#### WHAT YOU WILL DO:
Rewrite the entries below, starting at the first one and ending at the line that contains "530;528;565;579", replacing "carved stone figure" with "stone statue" and changing nothing else. Leave the pictures out of your answer.

________

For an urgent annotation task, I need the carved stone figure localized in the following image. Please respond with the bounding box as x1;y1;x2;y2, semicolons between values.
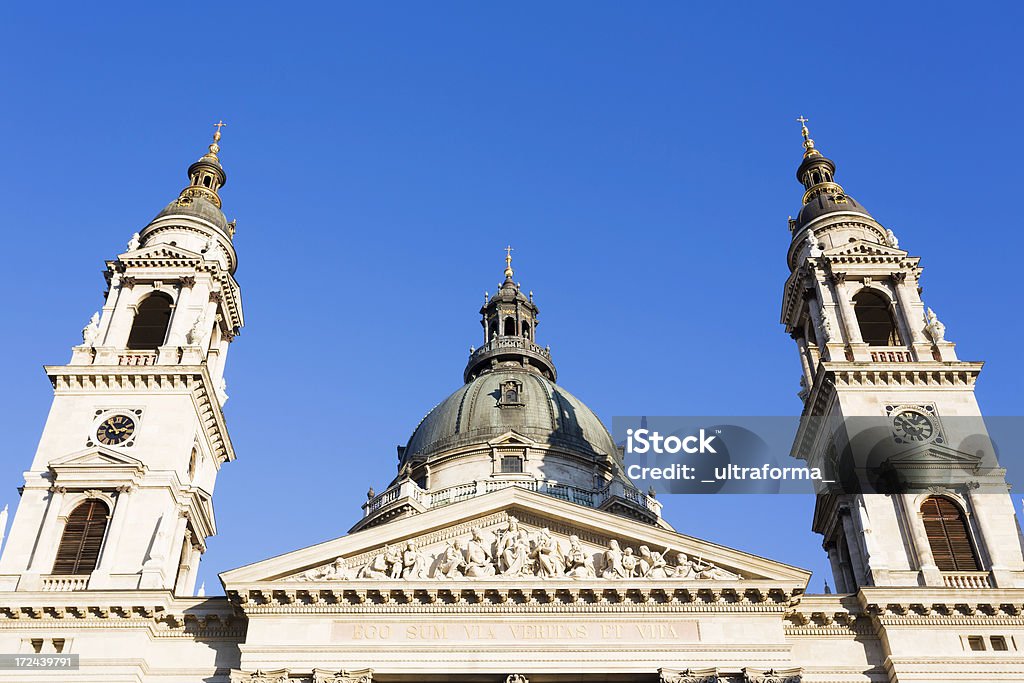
672;553;695;579
807;228;824;258
565;535;597;579
601;539;628;579
673;553;739;581
498;529;534;577
623;548;638;577
384;545;401;579
925;308;946;342
657;668;722;683
434;541;466;579
817;310;831;342
401;541;430;579
355;545;391;579
466;527;495;577
637;546;669;579
82;311;99;346
185;310;206;345
495;515;519;573
530;528;565;579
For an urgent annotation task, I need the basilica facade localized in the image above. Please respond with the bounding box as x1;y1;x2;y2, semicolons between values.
0;126;1024;683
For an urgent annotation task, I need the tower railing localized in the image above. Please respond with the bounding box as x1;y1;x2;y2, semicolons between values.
362;478;662;517
469;335;551;361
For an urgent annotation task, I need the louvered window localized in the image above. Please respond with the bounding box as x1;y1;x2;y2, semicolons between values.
921;496;981;571
53;499;110;574
128;293;171;351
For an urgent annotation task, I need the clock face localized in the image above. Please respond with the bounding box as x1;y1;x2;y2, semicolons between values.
893;411;935;443
96;415;135;445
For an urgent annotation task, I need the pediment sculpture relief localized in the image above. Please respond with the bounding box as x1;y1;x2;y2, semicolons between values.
289;516;741;582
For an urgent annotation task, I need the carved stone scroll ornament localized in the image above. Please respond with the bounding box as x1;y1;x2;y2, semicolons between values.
291;517;741;582
743;667;804;683
313;669;374;683
231;669;288;683
657;668;722;683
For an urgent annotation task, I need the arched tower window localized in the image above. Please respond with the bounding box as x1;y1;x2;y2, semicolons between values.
921;496;981;571
53;498;111;574
853;290;900;346
128;293;171;351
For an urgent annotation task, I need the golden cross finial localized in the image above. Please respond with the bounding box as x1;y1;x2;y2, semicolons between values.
505;245;514;279
213;119;227;142
797;115;818;157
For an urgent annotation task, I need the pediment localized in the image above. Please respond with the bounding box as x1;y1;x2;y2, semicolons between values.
49;445;145;471
886;443;983;467
487;429;537;446
220;487;810;593
49;445;146;487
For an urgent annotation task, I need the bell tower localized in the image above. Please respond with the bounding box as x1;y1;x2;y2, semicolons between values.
0;123;243;595
781;117;1024;593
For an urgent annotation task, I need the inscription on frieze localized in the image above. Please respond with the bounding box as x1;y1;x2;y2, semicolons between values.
331;620;700;645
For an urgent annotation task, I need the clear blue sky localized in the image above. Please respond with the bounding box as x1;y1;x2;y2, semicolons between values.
0;2;1024;592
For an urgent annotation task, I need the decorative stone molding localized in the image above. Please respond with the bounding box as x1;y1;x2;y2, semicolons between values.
227;579;800;614
657;668;722;683
313;669;374;683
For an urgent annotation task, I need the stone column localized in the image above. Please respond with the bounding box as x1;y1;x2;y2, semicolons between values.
965;490;1021;588
840;508;868;586
29;486;68;574
167;275;196;346
835;276;871;360
825;543;853;593
902;494;944;586
89;485;132;588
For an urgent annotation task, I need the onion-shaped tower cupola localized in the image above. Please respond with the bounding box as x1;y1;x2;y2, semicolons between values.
463;247;557;382
790;117;873;239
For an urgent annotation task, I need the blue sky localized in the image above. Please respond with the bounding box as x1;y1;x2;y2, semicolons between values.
0;2;1024;591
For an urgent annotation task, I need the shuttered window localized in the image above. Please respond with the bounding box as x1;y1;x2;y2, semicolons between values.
921;496;981;571
53;499;110;574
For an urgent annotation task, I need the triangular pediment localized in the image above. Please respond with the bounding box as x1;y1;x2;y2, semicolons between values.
886;443;983;467
487;429;537;446
49;445;145;488
221;487;810;593
49;445;145;470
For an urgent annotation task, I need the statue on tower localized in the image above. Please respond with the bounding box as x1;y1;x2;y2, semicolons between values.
82;311;99;346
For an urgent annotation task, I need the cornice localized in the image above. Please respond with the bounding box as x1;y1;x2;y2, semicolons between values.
227;580;799;616
0;591;246;642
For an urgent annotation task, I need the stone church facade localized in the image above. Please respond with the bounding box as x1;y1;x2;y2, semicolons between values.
0;126;1024;683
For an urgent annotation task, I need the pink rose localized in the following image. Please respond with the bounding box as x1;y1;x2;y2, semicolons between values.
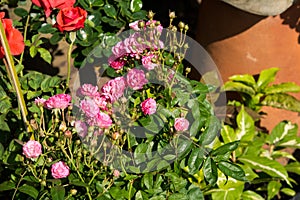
174;118;190;131
126;69;148;90
75;120;88;138
51;161;70;179
80;99;100;117
141;98;156;115
112;41;126;58
34;97;46;107
44;94;71;109
142;54;157;70
23;140;42;158
32;0;75;17
101;77;126;103
96;112;112;128
108;55;126;70
77;83;100;98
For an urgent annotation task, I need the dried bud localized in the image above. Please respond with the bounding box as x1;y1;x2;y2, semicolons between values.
169;12;176;19
178;22;185;30
147;10;155;20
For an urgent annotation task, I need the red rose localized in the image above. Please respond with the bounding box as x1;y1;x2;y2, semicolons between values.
55;7;87;32
32;0;76;17
0;12;25;58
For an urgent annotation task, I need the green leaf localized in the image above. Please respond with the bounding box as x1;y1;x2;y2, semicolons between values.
38;24;57;34
257;68;279;91
188;148;204;174
211;141;240;156
236;106;255;141
266;121;297;145
241;190;264;200
265;82;300;94
239;156;290;185
203;157;218;186
268;181;281;200
37;48;52;64
0;181;15;192
51;186;66;200
130;0;143;12
218;161;246;181
142;173;153;189
261;93;300;112
285;162;300;175
14;8;28;17
280;188;296;196
223;82;255;96
104;3;117;19
188;187;204;200
18;184;39;199
199;115;220;145
229;74;256;89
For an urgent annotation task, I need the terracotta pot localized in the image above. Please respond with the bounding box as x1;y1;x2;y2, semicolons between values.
196;0;300;133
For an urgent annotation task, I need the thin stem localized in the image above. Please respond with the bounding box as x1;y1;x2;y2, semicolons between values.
0;20;32;132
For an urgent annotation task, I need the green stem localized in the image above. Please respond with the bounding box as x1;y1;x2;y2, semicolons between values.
0;20;32;132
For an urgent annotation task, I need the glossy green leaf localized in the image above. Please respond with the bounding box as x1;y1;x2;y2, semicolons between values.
18;184;39;199
37;48;52;64
199;116;221;145
239;156;290;185
261;93;300;112
188;148;204;174
280;188;296;196
257;68;279;90
236;106;255;141
0;181;15;191
285;162;300;175
130;0;143;12
268;181;281;200
223;82;255;96
265;82;300;94
266;121;297;145
50;186;66;200
218;161;246;181
229;74;256;87
211;141;240;156
242;190;264;200
203;157;218;185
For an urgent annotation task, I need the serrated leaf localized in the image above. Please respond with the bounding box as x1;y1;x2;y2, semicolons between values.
223;82;255;96
203;157;218;185
239;156;290;185
218;161;246;181
242;190;264;200
236;106;255;141
37;48;52;64
261;93;300;112
268;181;281;200
257;68;279;91
188;148;204;174
18;184;39;199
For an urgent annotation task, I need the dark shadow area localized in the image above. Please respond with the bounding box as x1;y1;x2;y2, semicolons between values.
280;1;300;44
196;0;266;47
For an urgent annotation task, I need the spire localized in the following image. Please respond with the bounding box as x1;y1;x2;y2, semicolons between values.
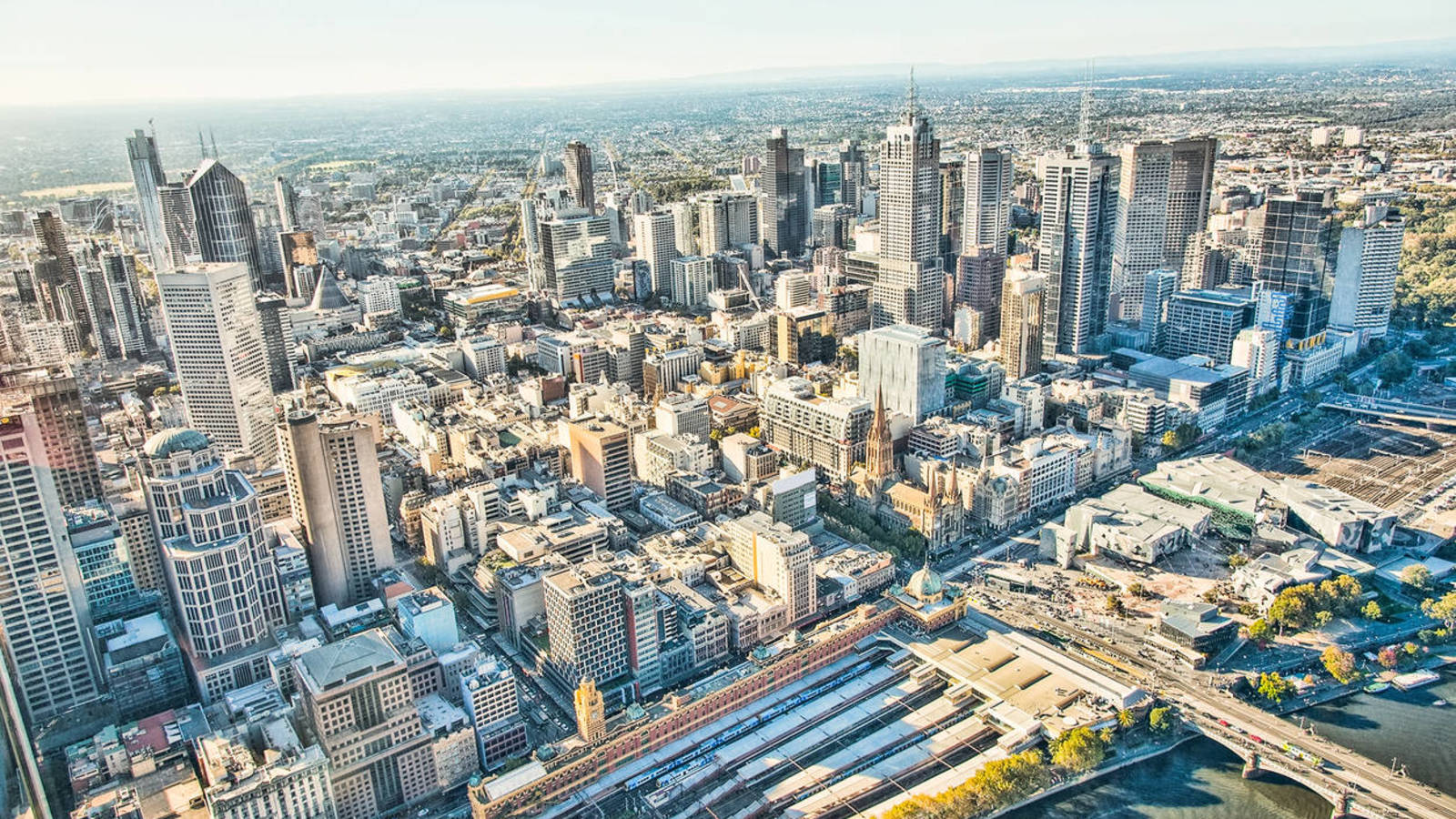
905;66;920;121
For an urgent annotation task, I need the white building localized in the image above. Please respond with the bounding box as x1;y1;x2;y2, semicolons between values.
859;324;945;424
156;262;278;466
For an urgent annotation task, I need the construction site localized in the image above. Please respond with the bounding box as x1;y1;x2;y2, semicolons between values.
1248;415;1456;538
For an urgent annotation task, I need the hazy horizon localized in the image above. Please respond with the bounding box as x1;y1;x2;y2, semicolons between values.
8;0;1456;108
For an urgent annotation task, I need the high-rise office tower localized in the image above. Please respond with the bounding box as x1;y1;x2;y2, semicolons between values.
157;262;278;466
1330;201;1405;339
541;560;628;688
759;128;810;257
0;368;102;506
126;128;172;269
859;324;945;424
1255;188;1340;347
278;411;395;608
954;245;1006;339
32;210;92;344
0;407;100;720
100;254;153;359
1138;269;1178;347
566;421;633;510
541;208;614;300
138;429;286;703
1000;269;1046;380
562;140;597;214
697;192;759;257
293;630;440;819
871;85;945;331
632;207;682;298
839;140;866;216
961;147;1016;254
1109;138;1218;320
274;177;298;230
157;182;202;269
723;511;818;627
187;159;266;291
1036;145;1119;354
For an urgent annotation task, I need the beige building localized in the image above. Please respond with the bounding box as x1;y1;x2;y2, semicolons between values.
278;411;395;608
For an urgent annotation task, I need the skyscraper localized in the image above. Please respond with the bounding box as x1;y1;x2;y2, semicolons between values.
632;207;682;298
541;208;614;300
187;159;266;291
1330;201;1405;339
0;368;102;506
138;429;286;703
0;410;100;729
562;140;597;214
1109;138;1218;322
541;560;628;688
274;177;298;232
859;324;945;424
157;262;278;466
32;210;92;344
1036;145;1119;354
566;421;633;507
1255;188;1340;347
1000;269;1046;380
278;411;395;608
760;128;810;257
961;147;1016;254
100;250;153;359
126;128;172;271
157;182;202;271
871;83;944;331
293;630;440;819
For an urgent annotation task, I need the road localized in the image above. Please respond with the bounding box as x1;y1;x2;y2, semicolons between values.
977;592;1456;819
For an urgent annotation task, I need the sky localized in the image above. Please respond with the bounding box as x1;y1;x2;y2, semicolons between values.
0;0;1456;106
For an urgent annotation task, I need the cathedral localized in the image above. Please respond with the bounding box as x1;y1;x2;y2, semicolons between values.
849;393;973;554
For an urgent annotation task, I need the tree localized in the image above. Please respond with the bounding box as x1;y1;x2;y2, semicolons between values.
1148;705;1174;733
1400;562;1432;592
1258;672;1294;703
1248;618;1274;645
1051;726;1107;774
1320;645;1360;685
1421;592;1456;631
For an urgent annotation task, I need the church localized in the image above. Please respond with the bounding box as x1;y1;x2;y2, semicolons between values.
849;392;973;554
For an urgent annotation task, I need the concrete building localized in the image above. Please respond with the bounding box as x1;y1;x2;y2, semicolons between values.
1330;203;1405;342
871;90;945;332
543;561;628;689
562;420;632;510
1036;145;1121;354
293;631;440;819
277;410;395;606
859;325;945;424
1000;271;1046;379
156;262;278;465
0;366;102;506
760;378;872;480
0;410;100;716
723;511;818;625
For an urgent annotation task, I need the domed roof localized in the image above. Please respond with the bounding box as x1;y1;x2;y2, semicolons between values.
141;427;209;458
905;565;945;601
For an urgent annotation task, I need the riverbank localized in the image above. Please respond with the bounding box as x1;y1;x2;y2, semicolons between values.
985;733;1203;819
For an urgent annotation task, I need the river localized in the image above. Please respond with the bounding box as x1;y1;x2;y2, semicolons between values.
1007;674;1456;819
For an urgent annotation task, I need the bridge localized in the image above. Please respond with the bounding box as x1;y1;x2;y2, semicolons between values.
986;592;1456;819
1320;392;1456;427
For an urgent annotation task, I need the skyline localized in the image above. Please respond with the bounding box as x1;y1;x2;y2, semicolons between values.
8;0;1456;108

________

#### WRITTEN ANSWER:
For an urgent annotation task, I need the stone statue localized in the following image. Please respond with the bounding box as x1;y1;x2;y2, semicolons between values.
672;553;695;579
807;228;824;258
565;535;597;579
601;539;628;579
673;553;739;581
498;529;534;577
623;548;638;577
384;545;401;579
925;308;946;342
657;668;722;683
434;541;466;579
817;310;831;342
401;541;430;579
355;545;391;579
466;527;495;577
637;546;669;579
82;311;99;346
185;310;206;345
495;515;519;573
530;528;565;579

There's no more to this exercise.